+++ THE DATA
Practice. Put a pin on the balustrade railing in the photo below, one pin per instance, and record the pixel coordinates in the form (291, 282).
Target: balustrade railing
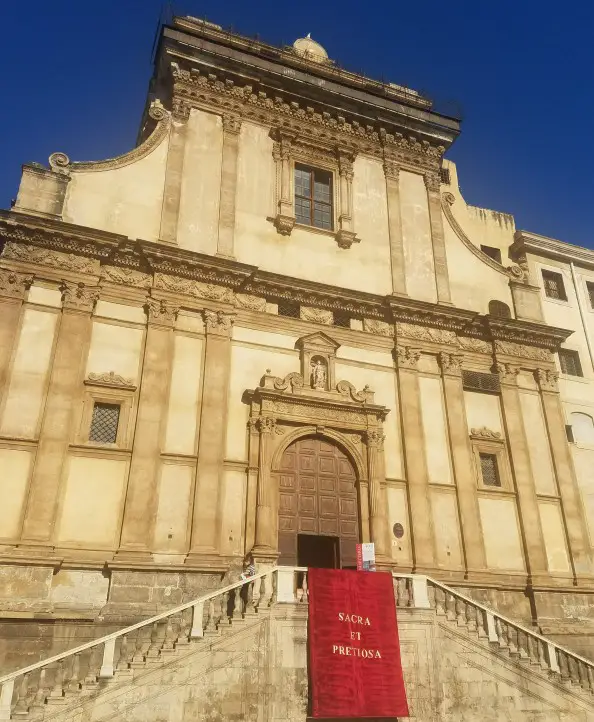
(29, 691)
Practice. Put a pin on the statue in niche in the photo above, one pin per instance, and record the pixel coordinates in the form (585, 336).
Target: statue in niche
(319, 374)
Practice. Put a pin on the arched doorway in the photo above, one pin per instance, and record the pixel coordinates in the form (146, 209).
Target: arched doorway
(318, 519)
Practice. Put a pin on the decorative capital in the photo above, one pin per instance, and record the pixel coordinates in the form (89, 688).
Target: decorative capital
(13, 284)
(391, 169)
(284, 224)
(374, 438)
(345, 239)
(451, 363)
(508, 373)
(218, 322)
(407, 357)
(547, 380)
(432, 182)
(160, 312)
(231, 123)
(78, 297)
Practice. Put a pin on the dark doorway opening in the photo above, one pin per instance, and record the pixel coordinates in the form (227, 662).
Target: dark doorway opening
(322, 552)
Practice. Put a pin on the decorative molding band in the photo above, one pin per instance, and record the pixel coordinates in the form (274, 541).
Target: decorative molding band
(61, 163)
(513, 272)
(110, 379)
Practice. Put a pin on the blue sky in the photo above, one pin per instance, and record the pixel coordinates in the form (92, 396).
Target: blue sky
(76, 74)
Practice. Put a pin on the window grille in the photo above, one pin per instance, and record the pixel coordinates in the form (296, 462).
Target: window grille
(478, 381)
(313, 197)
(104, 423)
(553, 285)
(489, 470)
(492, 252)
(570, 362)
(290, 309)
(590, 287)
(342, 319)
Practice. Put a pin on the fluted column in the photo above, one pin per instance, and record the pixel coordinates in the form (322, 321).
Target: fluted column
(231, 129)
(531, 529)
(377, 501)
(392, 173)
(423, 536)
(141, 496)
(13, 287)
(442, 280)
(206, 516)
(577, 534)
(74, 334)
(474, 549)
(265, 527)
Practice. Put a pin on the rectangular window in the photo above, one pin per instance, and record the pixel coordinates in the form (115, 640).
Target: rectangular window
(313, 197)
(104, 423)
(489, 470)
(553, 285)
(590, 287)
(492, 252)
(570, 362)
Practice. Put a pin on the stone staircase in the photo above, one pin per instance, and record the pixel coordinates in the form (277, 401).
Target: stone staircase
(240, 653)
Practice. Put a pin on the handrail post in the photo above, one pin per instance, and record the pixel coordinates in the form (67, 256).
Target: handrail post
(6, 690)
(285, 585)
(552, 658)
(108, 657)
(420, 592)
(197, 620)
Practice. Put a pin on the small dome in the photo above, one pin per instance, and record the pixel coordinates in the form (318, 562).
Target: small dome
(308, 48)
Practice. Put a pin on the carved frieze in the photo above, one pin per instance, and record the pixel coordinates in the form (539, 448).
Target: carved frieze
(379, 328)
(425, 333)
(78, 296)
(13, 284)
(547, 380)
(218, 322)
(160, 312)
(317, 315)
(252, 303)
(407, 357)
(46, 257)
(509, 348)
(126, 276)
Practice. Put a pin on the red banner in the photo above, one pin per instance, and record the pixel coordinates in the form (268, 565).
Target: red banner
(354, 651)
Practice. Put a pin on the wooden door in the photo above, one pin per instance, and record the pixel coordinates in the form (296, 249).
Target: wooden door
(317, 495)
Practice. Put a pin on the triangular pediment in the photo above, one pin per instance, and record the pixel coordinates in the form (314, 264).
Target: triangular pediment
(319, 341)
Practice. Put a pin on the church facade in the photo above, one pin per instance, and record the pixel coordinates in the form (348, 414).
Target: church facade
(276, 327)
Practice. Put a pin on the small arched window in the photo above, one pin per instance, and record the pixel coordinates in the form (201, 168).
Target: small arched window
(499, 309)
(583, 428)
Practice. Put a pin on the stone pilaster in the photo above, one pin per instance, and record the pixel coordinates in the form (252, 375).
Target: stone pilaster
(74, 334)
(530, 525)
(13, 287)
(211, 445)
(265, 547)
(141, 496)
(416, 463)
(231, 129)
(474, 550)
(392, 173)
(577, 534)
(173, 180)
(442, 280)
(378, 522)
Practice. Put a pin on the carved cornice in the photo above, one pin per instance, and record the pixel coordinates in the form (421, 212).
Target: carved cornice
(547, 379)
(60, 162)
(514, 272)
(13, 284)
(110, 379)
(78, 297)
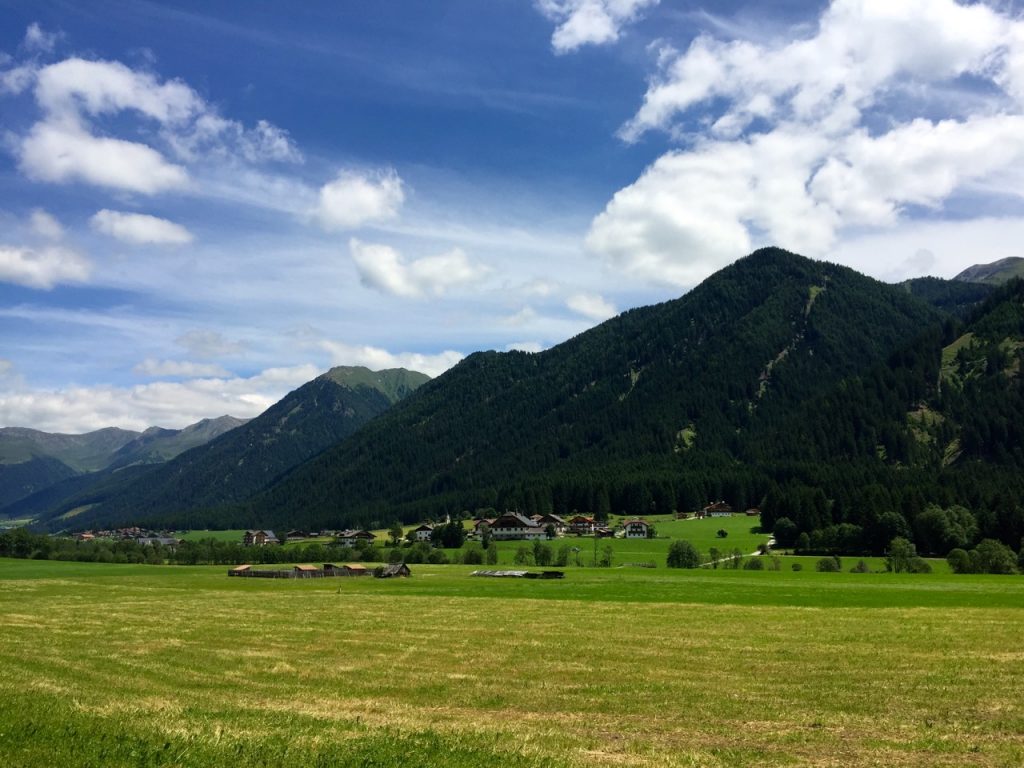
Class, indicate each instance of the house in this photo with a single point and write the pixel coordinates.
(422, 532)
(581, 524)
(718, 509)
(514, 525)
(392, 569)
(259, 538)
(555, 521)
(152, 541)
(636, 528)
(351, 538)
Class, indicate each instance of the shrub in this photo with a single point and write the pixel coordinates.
++++++
▶ GOAL
Write out each line again precisely as it appears, skipping every picture.

▶ EXPECTED OUTPUT
Practice. Put a pin on the balustrade railing in the photo below, one pin per instance, and record the pixel coordinates in the form (291, 282).
Target: balustrade railing
(29, 691)
Practice. Put a pin on the statue in niche in the photo above, one pin per instance, and record the pixel coordinates in the form (585, 336).
Target: statue in niche
(319, 374)
Practice. Put a pin on the arched doorway in the photo above, one pin per instance, and record the pixel coordinates in the form (146, 209).
Target: arched doorway
(318, 519)
Practice. Put a pin on the decorative capital in the photo above, one pin per instance, and record the pixel coordinates in the form (89, 688).
Target: decorative capital
(13, 284)
(391, 169)
(284, 224)
(374, 438)
(345, 239)
(451, 363)
(508, 373)
(218, 322)
(407, 357)
(547, 380)
(432, 182)
(160, 312)
(231, 123)
(78, 297)
Practice. Put a pin on the dark doorway opening in the photo above, one pin per instance, and record the pixel coordinates in the form (227, 662).
Target: dark doorway opening
(322, 552)
Practice. Put a pin on the decorative molding band in the photo above, one pin per instance, and record the pixel coordinates in the form (274, 541).
Target: decorative molding band
(61, 163)
(513, 272)
(110, 379)
Practice. Put a pin on the blue sky in the photo above, one pin per instance, and record the pixel coordinates in the form (92, 396).
Target: blue sky
(76, 74)
Practice. Put a pin on the window grille in the photo above, one pin per instance, and record the pixel coordinates in the form (296, 462).
Target: window grille
(478, 381)
(313, 197)
(104, 423)
(553, 285)
(489, 470)
(492, 252)
(570, 362)
(290, 309)
(590, 287)
(342, 319)
Practice. Put a pin on the fluted column in the photo above, one pin per instance, and record the pixel coordinates in the form (322, 321).
Target: fluted column
(231, 129)
(531, 529)
(377, 501)
(392, 173)
(423, 536)
(141, 496)
(13, 287)
(442, 280)
(206, 516)
(577, 534)
(74, 334)
(474, 549)
(265, 527)
Practice. Put a pin on the rectangular window in the photo above, one pin per instance, and record the pixel coordinates in the form (115, 640).
Target: rectangular window
(313, 197)
(104, 423)
(489, 470)
(553, 285)
(590, 287)
(492, 252)
(570, 362)
Practice. Put a pin on the stone staircase in the photo above, one pin per instance, and record the pixel coordinates in the form (277, 401).
Target: stone staircase
(240, 653)
Practice. Put a pin on the handrail post in the photo above, one pin per instance, and record the pixel coordinates in the form (67, 256).
Target: handrail post
(6, 690)
(285, 585)
(552, 658)
(108, 657)
(420, 592)
(197, 620)
Practice. Put a pin on the small dome in the photo above, one pin per instance, and record the pixel coordinates in the form (318, 562).
Target: small dome
(308, 48)
Practice. Put a pin on the carved frieze in the photo above, one pin per instance, and record the pixel coordinates in the form (539, 448).
Target: carved frieze
(379, 328)
(425, 333)
(78, 296)
(13, 284)
(547, 380)
(218, 322)
(160, 312)
(317, 315)
(252, 303)
(407, 357)
(46, 257)
(509, 348)
(126, 276)
Practice. Put a pin on the red banner in the photo above, one pin per instance, and record the pixel coordinates in the form (268, 565).
Target: red banner
(354, 651)
Practice. Put a pin on the wooden door in the photo above, one pin per instance, and record the pixel coordinates in the form (296, 249).
Target: wooden door
(317, 495)
Practice. Put a pin on the triangular pediment in the photo above, one pin per instance, and record the pixel coordinates in the form (314, 264).
Target: triangular pediment
(319, 341)
Practice. Put a pin on the church facade in the photo above, one pin per instance, and record the pixel coordinates in the form (348, 414).
Target: church facade
(276, 327)
Practice. Put a pin on the small arched window in the photo above, one pin per instance, and record the pixel coordinates in the form (201, 168).
Target: small arched window
(499, 309)
(583, 428)
Practice. Put a pin on the stone pilaster in the photo above, one pin per instance, and record the pixel coordinates in the form (252, 375).
Target: stone pilaster
(74, 334)
(530, 525)
(13, 287)
(211, 445)
(265, 547)
(141, 496)
(416, 463)
(231, 129)
(474, 550)
(392, 173)
(577, 534)
(173, 180)
(442, 280)
(378, 522)
Practice. Put a pin on the carved cornice in the photo above, one pin per instance, and record the pixel coordinates in the form (421, 212).
Target: carved cornice
(547, 379)
(60, 162)
(514, 272)
(13, 284)
(110, 379)
(78, 297)
Class, indicate each instance of the house in this photo with a single point and write the pixel coordinates.
(422, 532)
(581, 524)
(718, 509)
(514, 525)
(392, 569)
(259, 538)
(555, 521)
(152, 541)
(636, 528)
(351, 538)
Class, indicate each instance of the shrub in this photo with a single point and write the pixel coordinates.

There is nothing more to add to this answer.